Exercise objective = Rewrite the records below, replacing each occurrence of "Reviewer note" with "Annotator note" and leaving every other part unchanged.
--- START Stored records ---
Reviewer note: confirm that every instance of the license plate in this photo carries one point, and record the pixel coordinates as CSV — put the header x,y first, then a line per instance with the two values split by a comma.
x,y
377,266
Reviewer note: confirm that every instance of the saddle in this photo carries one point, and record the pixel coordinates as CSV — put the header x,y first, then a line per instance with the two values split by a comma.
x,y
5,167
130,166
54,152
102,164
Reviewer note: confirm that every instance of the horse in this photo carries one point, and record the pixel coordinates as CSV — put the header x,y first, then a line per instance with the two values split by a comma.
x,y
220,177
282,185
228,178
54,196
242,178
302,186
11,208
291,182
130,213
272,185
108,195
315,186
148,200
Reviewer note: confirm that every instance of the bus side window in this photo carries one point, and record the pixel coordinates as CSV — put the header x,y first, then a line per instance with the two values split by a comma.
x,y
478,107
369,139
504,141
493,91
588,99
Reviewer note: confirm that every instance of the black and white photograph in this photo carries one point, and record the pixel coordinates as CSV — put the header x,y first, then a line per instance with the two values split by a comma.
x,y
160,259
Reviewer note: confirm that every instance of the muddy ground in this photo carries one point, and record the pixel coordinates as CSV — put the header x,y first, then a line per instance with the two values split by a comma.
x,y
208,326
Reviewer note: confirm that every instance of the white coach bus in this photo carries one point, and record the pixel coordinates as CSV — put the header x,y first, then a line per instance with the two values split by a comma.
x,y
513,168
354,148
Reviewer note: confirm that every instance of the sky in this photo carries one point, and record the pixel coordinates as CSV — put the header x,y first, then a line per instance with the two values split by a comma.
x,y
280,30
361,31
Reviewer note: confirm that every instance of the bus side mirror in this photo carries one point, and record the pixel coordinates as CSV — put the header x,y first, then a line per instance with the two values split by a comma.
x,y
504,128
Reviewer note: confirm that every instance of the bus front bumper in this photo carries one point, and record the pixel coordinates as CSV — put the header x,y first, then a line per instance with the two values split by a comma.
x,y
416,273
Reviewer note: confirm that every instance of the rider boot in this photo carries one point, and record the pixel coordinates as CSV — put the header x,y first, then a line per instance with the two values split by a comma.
--- END Stored records ---
Solution =
Annotator note: confirm that every instance of the license plate in this photo carries one point, and record the pixel coordinates as CSV — put the header x,y first, then a line per instance with the two values split by a comma.
x,y
377,266
Annotator note: confirm that every instance of the saddle in this photo carries one point, and record the pixel coordinates as CSV — put the header x,y first, then a line per instance with the two values split by a comma.
x,y
5,167
130,166
54,152
102,164
Annotator note: confirm that every instance of the horse in this photo carries one point, and record the pixel coordinates as CSV — put the header x,y first, then a line per instance with the two values split by a comma.
x,y
220,177
282,185
228,178
54,196
242,178
302,186
11,208
291,182
130,213
272,185
108,195
315,186
148,200
Annotator note: confirm that every instance of the bus side window in this photo carries one point, and record the pixel coordinates as CSV — put the header x,y first, then a line per instance with the two values split by a comma.
x,y
478,107
369,139
504,141
493,91
588,99
Annotator note: confirm that every instance of the black and white photograph in this photo carries one point, and record the pixel coordinates as CSV — put the header x,y first, then a line per instance with the two values split by a comma.
x,y
160,259
Annotator note: confirm that every instance of the muddy ground in this photo carries one point, and record the pixel coordinates as CSV — put the header x,y first, then a line per instance with the two values split by a comma.
x,y
208,326
Annotator note: confirm that every instance of the white coach bus in this photo carries one point, and record the pixel coordinates as CSV — put the header x,y first, then a line per instance with the two values split by a comma.
x,y
513,168
354,148
Annotator note: confirm that every instance of the sky in this photo carries one point, and record the pixel coordinates as CSV — put the header x,y first, then a line per instance with the two values split by a comma.
x,y
280,30
361,31
Annotator note: confirm that every instance of the bus side mirror in this photo carries one point, and record the pixel coordinates as CSV — put the header x,y first, then a line per instance with the two values split by a comma.
x,y
504,128
Annotator note: confirm that every instance of the bus front bumper in this photo carries one point, and record the pixel coordinates as CSV — put the header x,y first, then a line per instance with the two values split by a comma.
x,y
416,273
Annotator note: confirm that every instance of the rider boot in this photo carries one point, and record the pixel coordinates as CSV — put the header x,y first, then a line per instance with the two values split by a comma.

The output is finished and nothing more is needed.